**What you need to do:** Carry over every entry exactly as written, though not the pictures it contains.

**Records to process:**
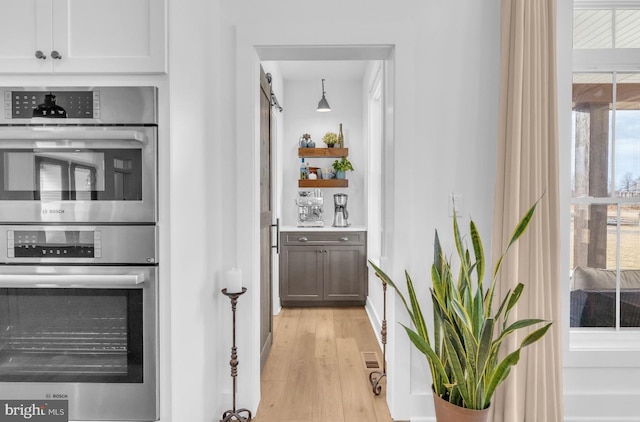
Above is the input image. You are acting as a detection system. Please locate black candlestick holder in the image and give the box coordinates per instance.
[221,288,252,422]
[369,276,387,395]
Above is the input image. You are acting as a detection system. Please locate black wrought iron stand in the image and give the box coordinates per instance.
[221,288,252,422]
[369,276,387,395]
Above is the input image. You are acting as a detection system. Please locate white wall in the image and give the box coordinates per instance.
[181,1,640,420]
[280,78,365,227]
[0,1,501,421]
[167,1,226,422]
[220,0,500,419]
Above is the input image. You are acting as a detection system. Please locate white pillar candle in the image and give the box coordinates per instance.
[225,268,243,293]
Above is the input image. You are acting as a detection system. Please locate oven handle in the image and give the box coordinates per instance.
[0,128,146,142]
[0,273,146,287]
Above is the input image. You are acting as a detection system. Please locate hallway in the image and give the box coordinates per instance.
[254,307,393,422]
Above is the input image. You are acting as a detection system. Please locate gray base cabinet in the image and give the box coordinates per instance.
[280,231,367,306]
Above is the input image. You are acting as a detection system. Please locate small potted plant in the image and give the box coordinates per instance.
[322,132,339,148]
[332,157,354,179]
[369,200,551,422]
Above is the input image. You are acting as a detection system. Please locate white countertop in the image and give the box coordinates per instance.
[280,225,367,232]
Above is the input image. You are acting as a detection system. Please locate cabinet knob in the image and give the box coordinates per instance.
[51,50,62,60]
[298,237,308,242]
[35,50,47,60]
[339,237,349,242]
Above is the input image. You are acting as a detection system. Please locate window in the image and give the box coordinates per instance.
[574,9,640,49]
[571,4,640,333]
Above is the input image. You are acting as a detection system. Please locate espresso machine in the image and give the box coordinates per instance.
[296,190,324,227]
[333,193,350,227]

**Output of the exercise:**
Above is the input image. You are acting as a detection system. Please locate black candlestick holder in the image and give the box coordinates per instance.
[221,288,252,422]
[369,276,387,395]
Above is the input image. You are acting as a detection system. Please locate black wrought iron stand in the image and give the box coordinates per instance.
[221,288,252,422]
[369,276,387,395]
Above is the input image. You are acting as a detection system. Please locate white wall in the image and give the box coordinates per instance.
[181,1,640,420]
[280,78,365,227]
[0,1,501,421]
[167,1,226,422]
[220,0,500,419]
Above is the input image. You are acting as a detection system. Please locate white pillar candle in the image and give the box coordinates per instance.
[225,268,243,293]
Above is the input image. You are acting as a detection system. Please locate oven handle in the image and give the box coordinates per instance.
[0,128,146,142]
[0,273,146,287]
Above is the input image. You are acting as a detection system. Please locate hallway in the image and give the box coordinates per instance.
[254,307,393,422]
Above is the input image. You are acting as a detection system. Please locate gray base cabinet in the image and give the box coordinates per instance.
[280,231,367,306]
Above is the input image. You are acting as a detection system. Please locate small potted plant in the image and give the box coordinates per instance.
[322,132,339,148]
[332,157,354,179]
[369,200,551,422]
Above is the input image. You are acting as a detection system. Please locate white countertop in the image and give the box coordinates per instance.
[280,225,367,232]
Above is the input image. You are acting as a detection system. Please locate cabinet knob in the image and give the box coordinates per instance.
[51,50,62,60]
[298,237,308,242]
[35,50,47,60]
[339,237,349,242]
Above is the input image. You are acting as a detection system. Please locate window in the image and give the box coordinates per instance.
[574,9,640,49]
[571,4,640,333]
Above is the input image. You are acting as a detection system. Please locate espresso machine in the image and give the box coordinates per instance.
[296,190,324,227]
[333,193,350,227]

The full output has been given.